Text
The predetermined function employed in the apparatus is preferably a pseudo-random function or a random function, as explained above.
In preferred versions of the inventive apparatus, it is provided that the time control unit is fashioned for variation of the waiting time interval such that, if a control of the relative motion between a second print head (at a different device) and a second image carrier is attempted without taking this variation of the waiting time interval into consideration, there is an adequate probability that a longitudinal offset will result along the first direction between the first and second partial image, this longitudinal offset lying in a detectable size range.
For achieving the time control described above in connection with the inventive method, the time control unit in the inventive apparatus can be simply realized with a processing unit, for example a microprocessor, that accesses a program or sub-routine that employs the predetermined function, this program or sub-routine being stored in a memory connected to the processing unit.
DESCRIPTION OF THE DRAWINGS
FIG. 1 is a schematic illustration of an inventive apparatus.
FIG. 2 shows an example of the franking imprint produced by the apparatus of FIG. 1;
FIG. 3 shows an example of a franking imprint generated if the variation of the waiting time interval is not taken into consideration.
FIG. 4 is a flow chart for the determination of the waiting time interval of the inventive method implemented with the apparatus of FIG. 1.
FIG. 5 is a diagram of the waiting time intervals for a number of print images generated with the apparatus of FIG. 1.
DESCRIPTION OF THE PREFERRED EMBODIMENTS
FIG. 1 is a schematic illustration of a portion of an inventive apparatus in the form of a postage meter machine 1 having a print head 2 for generating a print image in the form of a franking imprint 3 on a letter for representing an image carrier. The franking imprint 3 is composed of two partial images 3.1 and 3.2 offset transversely relative to a first direction 5, that supplement one another to form the franking imprint 3.
For generating the two partial images 3.1 and 3.2, a first drive unit 6 having a motor 6.1 and a belt 6.2 driven by the motor 6.1 are provided, the belt 6.2 being in turn connected to a mount 8 conducted through a longitudinal guide 7 along the first direction 5. A cartridge 9 with the print head 2 is seated in the mount 8 so as to be displaceable transversely to the first direction 5. The cartridge 9 and thus the print head 2 can thereby be offset transversely to the first direction 5 with a second drive unit (not shown).
The cartridge 9 in the illustrated example is an ink cartridge with integrated ink jet print head 2. However, the invention can be employed in conjunction with print heads that work with other printing principles.

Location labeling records
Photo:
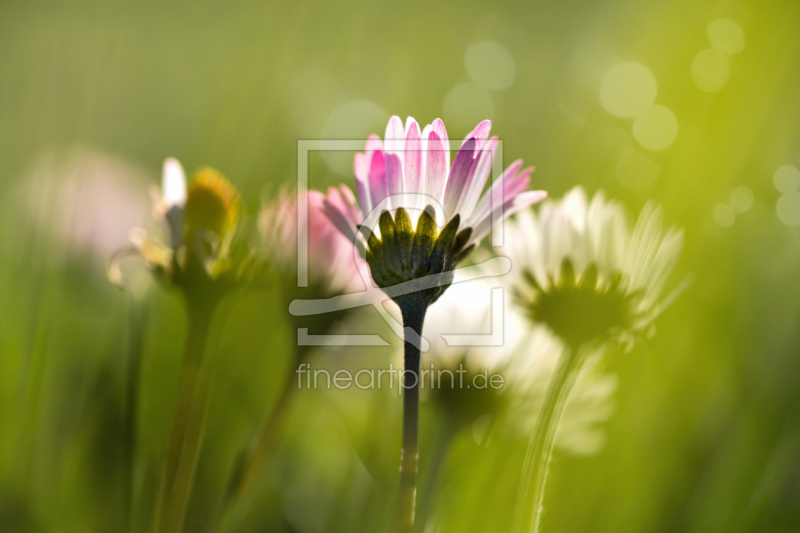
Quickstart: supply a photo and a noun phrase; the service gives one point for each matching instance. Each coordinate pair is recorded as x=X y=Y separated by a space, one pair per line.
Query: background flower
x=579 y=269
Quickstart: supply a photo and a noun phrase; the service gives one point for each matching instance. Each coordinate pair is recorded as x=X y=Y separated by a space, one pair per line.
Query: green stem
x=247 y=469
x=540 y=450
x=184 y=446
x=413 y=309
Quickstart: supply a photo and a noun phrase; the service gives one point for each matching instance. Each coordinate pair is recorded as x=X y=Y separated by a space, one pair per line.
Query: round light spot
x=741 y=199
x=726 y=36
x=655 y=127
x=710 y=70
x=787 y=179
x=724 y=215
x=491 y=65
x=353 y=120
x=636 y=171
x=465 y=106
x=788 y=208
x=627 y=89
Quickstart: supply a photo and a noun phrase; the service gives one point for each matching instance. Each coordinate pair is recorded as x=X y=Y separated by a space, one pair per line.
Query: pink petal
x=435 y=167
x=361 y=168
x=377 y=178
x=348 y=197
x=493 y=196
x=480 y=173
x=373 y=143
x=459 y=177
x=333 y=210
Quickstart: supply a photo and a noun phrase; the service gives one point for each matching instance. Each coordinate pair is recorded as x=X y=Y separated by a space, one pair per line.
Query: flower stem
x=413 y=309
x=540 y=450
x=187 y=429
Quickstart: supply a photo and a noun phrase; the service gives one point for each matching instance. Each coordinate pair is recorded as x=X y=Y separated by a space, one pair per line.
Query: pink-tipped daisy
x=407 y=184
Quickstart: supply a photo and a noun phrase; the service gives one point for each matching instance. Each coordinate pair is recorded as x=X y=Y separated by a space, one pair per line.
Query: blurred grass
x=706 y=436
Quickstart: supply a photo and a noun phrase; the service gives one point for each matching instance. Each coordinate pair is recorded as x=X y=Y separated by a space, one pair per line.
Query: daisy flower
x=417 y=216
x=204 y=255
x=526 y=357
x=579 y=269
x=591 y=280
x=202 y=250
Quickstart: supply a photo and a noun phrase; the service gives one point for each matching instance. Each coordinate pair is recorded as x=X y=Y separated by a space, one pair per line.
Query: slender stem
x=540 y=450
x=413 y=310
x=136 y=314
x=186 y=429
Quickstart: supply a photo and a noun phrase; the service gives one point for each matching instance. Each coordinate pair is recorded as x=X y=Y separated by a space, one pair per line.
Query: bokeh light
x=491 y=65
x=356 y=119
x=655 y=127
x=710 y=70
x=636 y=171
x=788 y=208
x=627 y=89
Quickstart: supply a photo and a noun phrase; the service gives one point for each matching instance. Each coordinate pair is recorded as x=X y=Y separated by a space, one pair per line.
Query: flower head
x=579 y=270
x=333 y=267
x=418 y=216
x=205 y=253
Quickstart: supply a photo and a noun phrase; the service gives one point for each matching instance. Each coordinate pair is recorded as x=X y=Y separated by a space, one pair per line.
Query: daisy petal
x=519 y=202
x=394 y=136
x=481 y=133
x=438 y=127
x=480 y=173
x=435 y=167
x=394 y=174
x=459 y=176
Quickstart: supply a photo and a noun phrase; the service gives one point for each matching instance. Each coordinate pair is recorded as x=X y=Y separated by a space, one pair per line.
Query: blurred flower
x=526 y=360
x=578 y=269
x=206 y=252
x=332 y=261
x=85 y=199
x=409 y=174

To do
**a.** According to the postage meter text, what kind of cartridge is cartridge 9 in the illustrated example?
**b.** Transcribe everything in the postage meter text from "For achieving the" down to "implemented with the apparatus of FIG. 1.".

Solutions to the exercise
**a.** An ink cartridge with an integrated ink jet print head.

**b.**
For achieving the time control described above in connection with the inventive method, the time control unit in the inventive apparatus can be simply realized with a processing unit, for example a microprocessor, that accesses a program or sub-routine that employs the predetermined function, this program or sub-routine being stored in a memory connected to the processing unit.
DESCRIPTION OF THE DRAWINGS
FIG. 1 is a schematic illustration of an inventive apparatus.
FIG. 2 shows an example of the franking imprint produced by the apparatus of FIG. 1;
FIG. 3 shows an example of a franking imprint generated if the variation of the waiting time interval is not taken into consideration.
FIG. 4 is a flow chart for the determination of the waiting time interval of the inventive method implemented with the apparatus of FIG. 1.